■ **DATASET EXTRACT**
>> Start
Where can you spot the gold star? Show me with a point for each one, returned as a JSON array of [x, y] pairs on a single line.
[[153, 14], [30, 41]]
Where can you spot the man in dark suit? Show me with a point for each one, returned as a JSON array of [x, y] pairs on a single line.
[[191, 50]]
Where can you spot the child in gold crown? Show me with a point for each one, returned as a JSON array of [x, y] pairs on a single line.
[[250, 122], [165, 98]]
>> End
>> Start
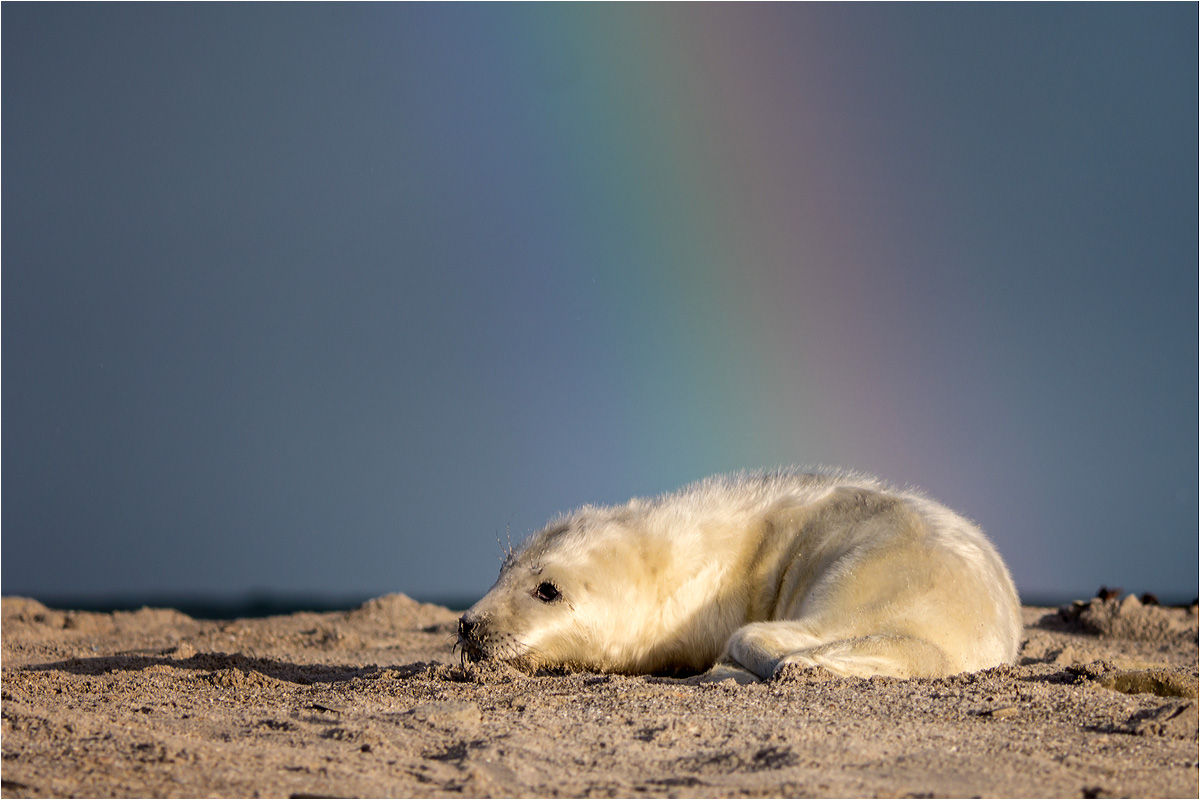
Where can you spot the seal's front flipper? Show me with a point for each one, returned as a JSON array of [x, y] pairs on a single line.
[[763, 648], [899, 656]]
>> End
■ **WHAT TO WORK ON**
Reproduce the records word for word, starting at the line that contains "Where can you spot the gold" and ending at the line that contains "[[191, 50]]". Include both of those lines and nothing else.

■ **TASK OUTPUT**
Where can you spot the gold star? Show me with a point for each one, returned as a JSON array of [x, y] pairs on a single line.
[[153, 14], [30, 41]]
Where can you spot the man in dark suit? Show me with a point for each one, returned as a JSON array of [x, y] pairs on a single line.
[[191, 50]]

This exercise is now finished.